* _PROBLEM DETAILS_: Update the listing below from the line containing "Target: broccoli floret" down to the line containing "(1192, 683)" by changing "corn kernel" to "maize kernel", with everything else left the same. Return only those lines.

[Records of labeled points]

/---

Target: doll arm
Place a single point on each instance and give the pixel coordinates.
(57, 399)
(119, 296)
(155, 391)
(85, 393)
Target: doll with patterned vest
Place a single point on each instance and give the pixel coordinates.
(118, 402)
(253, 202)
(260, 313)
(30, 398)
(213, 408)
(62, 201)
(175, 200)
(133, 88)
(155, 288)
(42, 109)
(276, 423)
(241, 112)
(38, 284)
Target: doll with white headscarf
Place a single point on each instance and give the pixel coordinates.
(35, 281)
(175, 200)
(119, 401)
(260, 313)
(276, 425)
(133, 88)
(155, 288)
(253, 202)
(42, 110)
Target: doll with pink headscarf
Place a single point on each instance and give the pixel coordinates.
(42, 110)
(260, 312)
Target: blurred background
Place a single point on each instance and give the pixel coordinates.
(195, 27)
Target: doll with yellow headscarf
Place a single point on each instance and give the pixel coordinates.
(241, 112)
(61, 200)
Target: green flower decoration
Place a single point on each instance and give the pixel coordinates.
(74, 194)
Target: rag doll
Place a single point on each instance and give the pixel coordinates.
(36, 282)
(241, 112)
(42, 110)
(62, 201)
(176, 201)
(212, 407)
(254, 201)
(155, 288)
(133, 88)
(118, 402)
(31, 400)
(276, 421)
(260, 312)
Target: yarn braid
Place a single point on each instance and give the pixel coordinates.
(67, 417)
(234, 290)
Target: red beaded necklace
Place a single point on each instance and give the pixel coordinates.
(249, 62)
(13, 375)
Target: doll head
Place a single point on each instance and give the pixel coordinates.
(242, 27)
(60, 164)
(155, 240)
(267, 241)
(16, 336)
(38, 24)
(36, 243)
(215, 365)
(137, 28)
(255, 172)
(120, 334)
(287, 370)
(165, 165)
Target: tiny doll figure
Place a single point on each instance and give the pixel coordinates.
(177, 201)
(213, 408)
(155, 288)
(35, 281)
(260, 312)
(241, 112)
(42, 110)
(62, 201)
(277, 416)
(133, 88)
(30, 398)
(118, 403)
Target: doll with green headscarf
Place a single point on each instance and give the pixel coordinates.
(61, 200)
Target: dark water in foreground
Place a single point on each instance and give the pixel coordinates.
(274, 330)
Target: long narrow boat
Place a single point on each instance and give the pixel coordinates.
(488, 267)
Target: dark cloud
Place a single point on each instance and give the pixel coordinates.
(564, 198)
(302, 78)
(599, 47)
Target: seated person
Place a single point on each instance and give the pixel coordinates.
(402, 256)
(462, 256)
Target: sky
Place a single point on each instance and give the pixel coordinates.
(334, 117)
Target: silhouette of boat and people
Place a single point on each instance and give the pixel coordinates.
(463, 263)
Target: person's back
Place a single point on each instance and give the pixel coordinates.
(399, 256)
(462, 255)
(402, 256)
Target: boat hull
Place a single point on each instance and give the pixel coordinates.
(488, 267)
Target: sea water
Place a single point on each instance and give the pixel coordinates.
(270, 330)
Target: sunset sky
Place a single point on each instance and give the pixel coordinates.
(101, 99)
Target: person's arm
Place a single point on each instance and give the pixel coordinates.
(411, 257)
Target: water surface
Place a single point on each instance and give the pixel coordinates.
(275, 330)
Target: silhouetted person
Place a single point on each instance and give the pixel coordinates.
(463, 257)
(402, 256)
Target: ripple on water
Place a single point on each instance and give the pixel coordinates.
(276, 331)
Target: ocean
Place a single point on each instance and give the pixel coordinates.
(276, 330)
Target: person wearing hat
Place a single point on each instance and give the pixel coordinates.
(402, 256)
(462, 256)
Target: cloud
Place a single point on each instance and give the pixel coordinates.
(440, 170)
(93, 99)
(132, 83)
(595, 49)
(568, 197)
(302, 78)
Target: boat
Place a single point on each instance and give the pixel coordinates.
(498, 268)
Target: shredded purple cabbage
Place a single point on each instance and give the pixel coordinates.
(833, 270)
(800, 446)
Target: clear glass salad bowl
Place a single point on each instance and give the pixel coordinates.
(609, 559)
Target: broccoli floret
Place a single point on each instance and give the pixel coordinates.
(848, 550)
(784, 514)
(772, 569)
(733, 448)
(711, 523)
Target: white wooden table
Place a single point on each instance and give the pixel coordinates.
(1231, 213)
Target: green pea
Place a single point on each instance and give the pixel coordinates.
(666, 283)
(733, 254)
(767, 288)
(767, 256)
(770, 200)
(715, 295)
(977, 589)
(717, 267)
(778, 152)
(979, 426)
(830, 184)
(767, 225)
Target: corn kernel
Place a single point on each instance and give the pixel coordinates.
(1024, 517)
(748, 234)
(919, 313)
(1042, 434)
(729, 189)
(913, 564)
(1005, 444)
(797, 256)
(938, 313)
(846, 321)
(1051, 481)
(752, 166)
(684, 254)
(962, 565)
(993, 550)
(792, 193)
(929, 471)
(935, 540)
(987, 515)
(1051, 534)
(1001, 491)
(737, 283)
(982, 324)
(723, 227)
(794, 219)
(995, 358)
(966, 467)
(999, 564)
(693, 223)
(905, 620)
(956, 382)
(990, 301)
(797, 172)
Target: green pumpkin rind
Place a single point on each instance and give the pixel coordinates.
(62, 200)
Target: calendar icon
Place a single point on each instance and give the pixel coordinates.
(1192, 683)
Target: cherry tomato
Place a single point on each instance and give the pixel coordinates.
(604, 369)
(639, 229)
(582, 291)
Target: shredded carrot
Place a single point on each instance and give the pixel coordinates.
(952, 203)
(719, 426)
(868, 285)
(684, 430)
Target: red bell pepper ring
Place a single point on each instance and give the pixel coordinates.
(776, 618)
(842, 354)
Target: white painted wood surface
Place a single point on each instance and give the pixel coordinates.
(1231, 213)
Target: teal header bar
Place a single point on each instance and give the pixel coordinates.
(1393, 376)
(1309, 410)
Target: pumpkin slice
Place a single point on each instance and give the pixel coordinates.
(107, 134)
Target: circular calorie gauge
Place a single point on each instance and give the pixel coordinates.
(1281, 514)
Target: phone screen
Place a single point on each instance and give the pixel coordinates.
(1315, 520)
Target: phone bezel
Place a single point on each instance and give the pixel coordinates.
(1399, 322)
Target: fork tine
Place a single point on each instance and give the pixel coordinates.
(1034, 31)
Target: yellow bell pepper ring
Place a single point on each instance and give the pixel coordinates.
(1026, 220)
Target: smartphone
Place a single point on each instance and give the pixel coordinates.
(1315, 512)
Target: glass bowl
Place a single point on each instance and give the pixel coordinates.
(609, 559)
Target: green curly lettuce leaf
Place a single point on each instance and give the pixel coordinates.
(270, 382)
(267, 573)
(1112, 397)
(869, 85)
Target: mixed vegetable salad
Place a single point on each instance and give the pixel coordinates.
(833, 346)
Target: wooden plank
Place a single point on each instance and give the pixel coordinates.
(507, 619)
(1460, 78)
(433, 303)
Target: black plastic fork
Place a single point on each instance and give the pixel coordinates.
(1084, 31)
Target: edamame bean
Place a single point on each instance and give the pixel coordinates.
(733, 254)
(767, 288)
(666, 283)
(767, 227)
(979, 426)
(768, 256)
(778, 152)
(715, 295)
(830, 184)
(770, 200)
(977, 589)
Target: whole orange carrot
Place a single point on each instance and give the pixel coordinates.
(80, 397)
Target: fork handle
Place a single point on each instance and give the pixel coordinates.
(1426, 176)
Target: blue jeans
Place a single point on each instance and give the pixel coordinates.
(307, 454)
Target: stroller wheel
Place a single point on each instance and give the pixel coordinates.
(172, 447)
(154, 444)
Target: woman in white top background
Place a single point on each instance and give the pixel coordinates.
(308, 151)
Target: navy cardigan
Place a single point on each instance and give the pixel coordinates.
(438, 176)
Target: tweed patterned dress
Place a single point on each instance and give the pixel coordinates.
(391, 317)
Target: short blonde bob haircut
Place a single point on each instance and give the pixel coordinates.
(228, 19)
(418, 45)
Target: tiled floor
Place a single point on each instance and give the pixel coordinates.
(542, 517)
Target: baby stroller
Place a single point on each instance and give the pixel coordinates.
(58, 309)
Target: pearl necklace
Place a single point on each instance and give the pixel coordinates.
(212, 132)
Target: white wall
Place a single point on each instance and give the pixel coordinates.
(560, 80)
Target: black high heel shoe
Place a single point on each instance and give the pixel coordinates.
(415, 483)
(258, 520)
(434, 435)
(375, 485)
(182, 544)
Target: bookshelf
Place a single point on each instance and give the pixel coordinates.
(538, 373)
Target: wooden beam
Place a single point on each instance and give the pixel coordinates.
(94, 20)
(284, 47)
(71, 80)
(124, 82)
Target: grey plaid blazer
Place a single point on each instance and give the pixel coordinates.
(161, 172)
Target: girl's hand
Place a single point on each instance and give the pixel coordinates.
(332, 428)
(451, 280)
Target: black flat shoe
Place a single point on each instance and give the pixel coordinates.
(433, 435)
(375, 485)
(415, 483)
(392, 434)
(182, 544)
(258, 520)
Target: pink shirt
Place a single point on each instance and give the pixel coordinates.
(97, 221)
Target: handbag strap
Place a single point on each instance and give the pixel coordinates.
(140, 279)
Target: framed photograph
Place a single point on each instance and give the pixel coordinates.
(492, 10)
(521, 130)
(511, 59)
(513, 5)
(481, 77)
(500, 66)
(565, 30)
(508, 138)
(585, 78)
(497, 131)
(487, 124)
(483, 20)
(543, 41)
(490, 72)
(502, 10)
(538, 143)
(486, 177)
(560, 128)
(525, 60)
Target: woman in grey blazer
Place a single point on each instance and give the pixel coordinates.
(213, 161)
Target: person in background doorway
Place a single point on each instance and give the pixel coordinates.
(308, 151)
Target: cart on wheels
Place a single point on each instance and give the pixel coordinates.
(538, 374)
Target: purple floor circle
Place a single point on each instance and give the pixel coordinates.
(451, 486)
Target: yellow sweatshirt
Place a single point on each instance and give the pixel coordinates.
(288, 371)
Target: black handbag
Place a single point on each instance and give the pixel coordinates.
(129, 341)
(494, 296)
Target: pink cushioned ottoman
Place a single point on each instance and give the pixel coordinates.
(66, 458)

\---

* _RESPONSE_:
Target: broccoli floret
Place a single point on each instance and give the pixel coordinates.
(848, 550)
(784, 514)
(772, 569)
(733, 448)
(711, 523)
Target: white wooden table
Place a single point on each instance and give the pixel coordinates.
(1231, 213)
Target: green pea
Place a single point on each instance and give the pixel coordinates.
(666, 283)
(733, 254)
(767, 288)
(767, 256)
(770, 200)
(715, 295)
(977, 589)
(717, 267)
(778, 152)
(979, 426)
(830, 184)
(767, 225)
Target: maize kernel
Place a single point on each instance and give the pixel coordinates.
(1024, 517)
(748, 234)
(919, 313)
(1042, 434)
(729, 189)
(913, 564)
(1005, 444)
(797, 256)
(938, 313)
(846, 321)
(1051, 481)
(752, 166)
(684, 254)
(962, 565)
(993, 550)
(792, 193)
(929, 471)
(935, 540)
(987, 515)
(1051, 534)
(1001, 491)
(737, 283)
(982, 324)
(723, 227)
(794, 219)
(995, 358)
(966, 467)
(999, 564)
(693, 223)
(905, 620)
(956, 382)
(990, 301)
(797, 172)
Target: green pumpkin rind
Place a single point on each instance and give the pixel coordinates.
(62, 200)
Target: calendar icon
Place a single point on each instance and give the pixel coordinates.
(1192, 683)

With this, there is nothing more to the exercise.